───── Text section

Del Rey cuts deep on Did you know that there’s a tunnel under Ocean Blvd


Manasa Borra

Lana Del Rey’s new album Did you know that there’s a tunnel under Ocean Blvd is about her personal struggles expressed through music. Read The Sidekick staff writer Anvita Bondada’s review to learn more about the various unique songs in her newest set of musical masterpieces.

Anvita Bondada, Staff Writer

Through a long, harrowing tunnel of heartbreak, loss, desperation, love and euphoria, is a dim light at the end, one that singer-songwriter Lana Del Rey struggles to let in.

Did you know that there’s a tunnel under Ocean Blvd released March 23, marking Del Rey’s ninth album release. All 77 minutes of the album serve as a simultaneous self-exploration and exposé of  the calamitous inner workings of Del Rey’s mind.

Del Rey puts her vulnerability on full display more than ever before. In contrast to the fantasy world she has crooned about in past albums, she comes face-to-face with the raw, human experience, described through keen and picturesque lyricism. 

Del Rey’s latest album can be described as an interpolation of components from her past albums such as Chemtrails Over the Country Club. A similar melody in “Taco truck X VB” and “Chemtrails over the Country Club”   familiarize the listener with her past musical styles while introducing a new side of her artistic prowess. 

One key aspect of Did you know that there’s a tunnel under Ocean Blvd is the predominant use of piano as the main instrumental agent in the album. This attributes to the haunting, introspective energy of the album, and complements seamlessly with Del Rey’s smooth lower register. She utilizes the piano in different ways throughout the album with a faster solo in “Candy Necklaces” and a slower, softer tune in “Sweet”accompanying her signature drawl.

──────────
───── Extracted information

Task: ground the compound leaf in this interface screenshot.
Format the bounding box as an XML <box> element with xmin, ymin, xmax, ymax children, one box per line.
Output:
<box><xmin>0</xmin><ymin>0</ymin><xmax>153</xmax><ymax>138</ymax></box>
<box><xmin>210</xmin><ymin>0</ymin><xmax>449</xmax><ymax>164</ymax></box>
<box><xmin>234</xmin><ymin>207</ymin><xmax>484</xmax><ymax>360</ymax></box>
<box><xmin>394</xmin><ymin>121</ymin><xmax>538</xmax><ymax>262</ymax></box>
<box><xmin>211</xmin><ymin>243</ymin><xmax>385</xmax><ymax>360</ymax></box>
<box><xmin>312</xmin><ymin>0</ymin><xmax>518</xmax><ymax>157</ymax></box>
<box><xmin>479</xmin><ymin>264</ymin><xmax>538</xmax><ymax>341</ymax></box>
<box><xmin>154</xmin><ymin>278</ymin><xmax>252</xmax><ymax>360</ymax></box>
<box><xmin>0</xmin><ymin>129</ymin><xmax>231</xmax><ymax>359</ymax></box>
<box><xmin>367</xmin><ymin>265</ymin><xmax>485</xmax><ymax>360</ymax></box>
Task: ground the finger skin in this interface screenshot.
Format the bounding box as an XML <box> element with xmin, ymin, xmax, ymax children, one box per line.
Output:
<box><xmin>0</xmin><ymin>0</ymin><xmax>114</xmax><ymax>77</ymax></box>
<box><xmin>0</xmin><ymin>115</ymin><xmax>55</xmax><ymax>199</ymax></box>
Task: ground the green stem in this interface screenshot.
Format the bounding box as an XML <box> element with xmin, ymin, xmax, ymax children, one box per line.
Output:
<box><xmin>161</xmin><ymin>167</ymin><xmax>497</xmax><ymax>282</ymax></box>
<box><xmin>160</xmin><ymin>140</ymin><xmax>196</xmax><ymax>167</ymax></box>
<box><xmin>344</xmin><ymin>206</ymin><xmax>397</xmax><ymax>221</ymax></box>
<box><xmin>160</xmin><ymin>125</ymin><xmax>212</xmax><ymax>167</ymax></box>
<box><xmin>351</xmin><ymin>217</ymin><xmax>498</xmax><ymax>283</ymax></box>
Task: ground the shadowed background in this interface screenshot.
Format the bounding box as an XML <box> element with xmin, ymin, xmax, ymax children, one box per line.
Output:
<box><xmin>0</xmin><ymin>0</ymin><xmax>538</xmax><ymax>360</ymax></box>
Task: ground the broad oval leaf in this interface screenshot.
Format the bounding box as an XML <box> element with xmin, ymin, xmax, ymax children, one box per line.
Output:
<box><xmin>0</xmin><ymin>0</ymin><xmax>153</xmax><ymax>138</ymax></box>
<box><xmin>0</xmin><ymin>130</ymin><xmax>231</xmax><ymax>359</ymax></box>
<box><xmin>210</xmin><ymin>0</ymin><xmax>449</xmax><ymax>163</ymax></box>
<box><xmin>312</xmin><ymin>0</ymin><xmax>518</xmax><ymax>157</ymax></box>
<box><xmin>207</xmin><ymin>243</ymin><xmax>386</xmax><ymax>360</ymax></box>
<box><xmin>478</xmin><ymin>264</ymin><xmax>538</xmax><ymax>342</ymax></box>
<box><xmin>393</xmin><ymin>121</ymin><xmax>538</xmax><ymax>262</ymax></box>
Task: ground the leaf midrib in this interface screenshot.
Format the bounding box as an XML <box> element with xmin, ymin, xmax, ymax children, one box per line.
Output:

──────────

** Problem to solve **
Write out the passage of the album review above starting at "Del Rey puts" and ending at "and picturesque lyricism.", word for word.

** Correct result **
Del Rey puts her vulnerability on full display more than ever before. In contrast to the fantasy world she has crooned about in past albums, she comes face-to-face with the raw, human experience, described through keen and picturesque lyricism.